* [Parts of the exercise]
**1)** List every fabric piece label in the sewing diary excerpt that is written as a letter followed by a number.
**2)** Carry on writing the sewing diary excerpt, starting after its last sentence.

* [Excerpted passage]

┄┄┄┄┄┄┄┄┄┄

I darned the shoulder seam of the wool jersey and dabbed the guide lines with a wet rag.

 

1 November 2018

This afternoon I finally started assembling the panties, and by the time the light changed from bad to unusable, I had briefs 6 & 7 with all four parts attached, and the other five pairs ready to start attaching the fronts.

Since I have separate crotch and liner patterns, the reason given for attaching the crotch first in http://wlweather.net/PAGESEW/RUFFTEXT/ROUGH039.TXT does not apply, but it's still a good idea.  It allows you to do the first pinning the natural way, with the right sides together, and it's easier to pin a short edge between the ends of a long one than the other way around.

This stage would have been helped a whole bunch if I'd laid the lining pattern on each crotch after marking it on the fabric, and marked the places where the lining ends.  Guessing at a half inch works, but isn't elegant.

 

2 November 2018

L7 about to be sewn to F7, which has already been 
                     sewn to C7

L7 about to be sewn to F7, which has already been sewn to C7.

When marking the pieces, I found it easier to number them than to count them, and when I sorted the pieces into briefs, I naturally started with "1", which left 7 on top, so this is the first everything-stuffed-inside wad to go through the sewing machine.  I've used this method hundreds of times, but I still get twinges of wanting to cut 7 off the chain and straighten it out to make sure it worked.

#7, ready to sew first side seam

#7 has come to the top again, ready to sew the first side seam.  I love the moments when a garment starts to look like a garment, rather than a pile of pieces.

This is particularly striking in the baby bootie pattern that Mother learned from a great aunt and taught to me.  One appears to be working an oval coaster, then a warped coaster, then when the first row of the openwork at the toe is worked, suddenly it's a shoe, and it's nearly finished.

┄┄┄┄┄┄┄┄┄┄

* [Given data]
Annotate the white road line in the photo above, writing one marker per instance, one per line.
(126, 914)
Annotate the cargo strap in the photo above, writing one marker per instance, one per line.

┄┄┄┄┄┄┄┄┄┄

* [Answer list]
**1)** L7, F7, C7

**2)**
A couple of side seams later I was tired and the light was gone, so I cut the chain of briefs off the sewing machine and dropped it into the green bag I've been carrying to Grossnickel's.  Knew at the time I'd have to pull it out when I get my sunglasses out for tomorrow's ride.

 

3 November 2018

For a time I used right-angle pins to match points, then turned the work over and inserted seamline pins.  After a bit, I just turned it over.  I can sweep the right-angle pins out without stopping the machine, and this fuzzy fabric stays in place without much coercion

On the other hand, it's hard to match points when the fuzzy fabric won't slip.

I pinned with the piece being added toward me, so that I could see what I was doing, then turned it over so that I could see the permanent basting and know that I was fully concealing it.  There was no spot where failing to conceal it was a plausible possibility.

 

4 November 2018

Yesterday morning, I got a couple more seams done before rushing off to the fall hike.  I'm now in second side seams.

The chain of seven briefs is still piled up on the treadle sewing machine, which I left open Saturday night.  Now that I'm through with the post-op eye drops, we don't need it for a writing surface.  I draped the pillow sham that I use for a table cloth when the machine is closed over the head to keep the cat out of my dish of pins, and draped the sweat rags usually stored under the pillow sham on top of it.

I've time tonight, but I'm sleepy.

 

5 November 2018

I've cut #7 off the chain, and found it fully assembled.  Now to clean all the stuff I took off the curtains off the Necchi and hem the waist and leg holes.

Washday, so I wound the webbing hanging on the drying rack onto eight plastic spools — the tubes that balls of 100/6 thread come on.

Dave found a roll of inch-and-an-eighth webbing while cleaning the barn.  There was a tie through the hole in the middle, so I plunked it into a bucket of soapy water and soaked it for days, changing the water now and again.  Oddly, there was a clearly-defined strip in the middle that stubbornly refused to stop being dark gray.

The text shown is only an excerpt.